----- KUTIPAN TEKS -----

09 Desember 2009

» Home » Kompas » Empati yang Membebaskan

Empati yang Membebaskan

Keadilan sesungguhnya adalah satu di antara sekian banyak atribut Tuhan yang sangat indah. Manusialah, karena keluhuran akal budinya, yang diberi amanat menjaganya dalam setiap gerak kehidupan.
Berlaku adil dan diperlakukan adil adalah formula normatif terbaik dalam kehidupan. Tidak sederhana memang karena keadilan tidak selamanya bersifat obyektif. Kadang keadilan adalah realitas yang dipersepsikan sehingga sifatnya menjadi sangat subyektif.


Adalah hak publik pula untuk memiliki persepsi tersendiri tentang apa itu keadilan. Dengan logikanya yang sederhana, masyarakat kadang bahkan lebih permana (cermat) dalam menakar keadilan ketimbang para penegak hukum yang berkiblat dengan logika-logika njelimet.
Apabila kita mengamini pandangan bahwa suara rakyat adalah suara Tuhan, keadilan sejati tersebut tentu saja senada dengan apa yang disuarakan rakyat.
Realitasnya, sekian lama kita berkutat dalam lembaga bernama negara, keadilan itu rasanya menjadi semakin sulit kita temui. Semakin banyak orang menangis, histeris, karena merasa ditidakadili. Keadilan justru dikorupsi oleh aparat yang diamanati rakyat untuk menegakkannya.
Belum lagi drama cicak-buaya pupus dari ruang batin kita, kisah Minah dengan tiga biji kakao ”temuannya” belum juga bisa dilupakan, kisah pilu peradilan kita tertoreh kembali.

-----

### URAIAN TUGAS
Tentukan apakah tiap pernyataan berikut sesuai dengan teks tentang keadilan di atas. Jawab ya atau tidak, lalu kutip persis kata-kata teks yang menentukan jawabannya.
(a) Keadilan kadang bersifat sangat subyektif.
(b) Masyarakat selalu kalah cermat dibanding para penegak hukum dalam menakar keadilan.
(c) Kisah Minah berkaitan dengan tiga biji kakao.

----- KUMPULAN DATA -----

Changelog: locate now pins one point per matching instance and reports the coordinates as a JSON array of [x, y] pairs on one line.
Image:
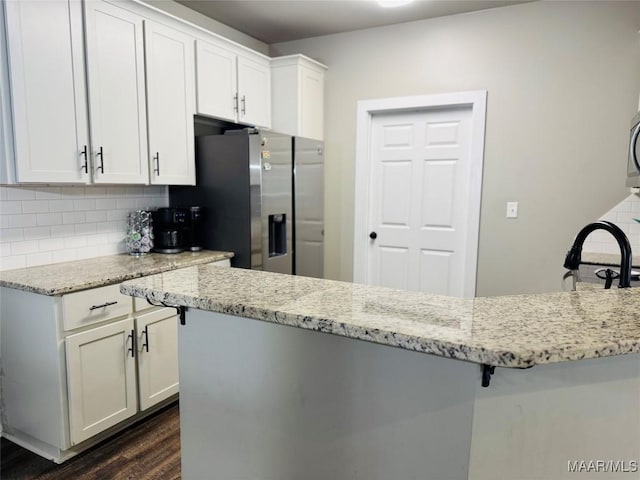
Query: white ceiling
[[274, 21]]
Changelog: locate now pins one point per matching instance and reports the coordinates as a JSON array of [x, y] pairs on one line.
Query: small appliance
[[633, 167], [169, 229]]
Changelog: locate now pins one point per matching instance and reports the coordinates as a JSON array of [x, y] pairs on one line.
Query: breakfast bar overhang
[[286, 377]]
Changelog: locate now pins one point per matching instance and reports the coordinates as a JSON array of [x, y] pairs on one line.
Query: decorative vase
[[139, 239]]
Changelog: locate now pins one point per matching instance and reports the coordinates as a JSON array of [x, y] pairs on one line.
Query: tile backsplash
[[40, 225], [623, 216]]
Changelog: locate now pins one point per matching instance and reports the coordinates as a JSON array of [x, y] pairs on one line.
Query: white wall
[[563, 80], [50, 224]]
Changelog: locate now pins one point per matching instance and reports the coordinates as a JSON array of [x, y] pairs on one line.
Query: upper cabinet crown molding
[[297, 94], [117, 103], [233, 85], [171, 104], [48, 91]]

-----

### JAWABAN SOAL
(a) Ya: "Kadang keadilan adalah realitas yang dipersepsikan sehingga sifatnya menjadi sangat subyektif."
(b) Tidak: "masyarakat kadang bahkan lebih permana (cermat) dalam menakar keadilan ketimbang para penegak hukum"
(c) Ya: "kisah Minah dengan tiga biji kakao"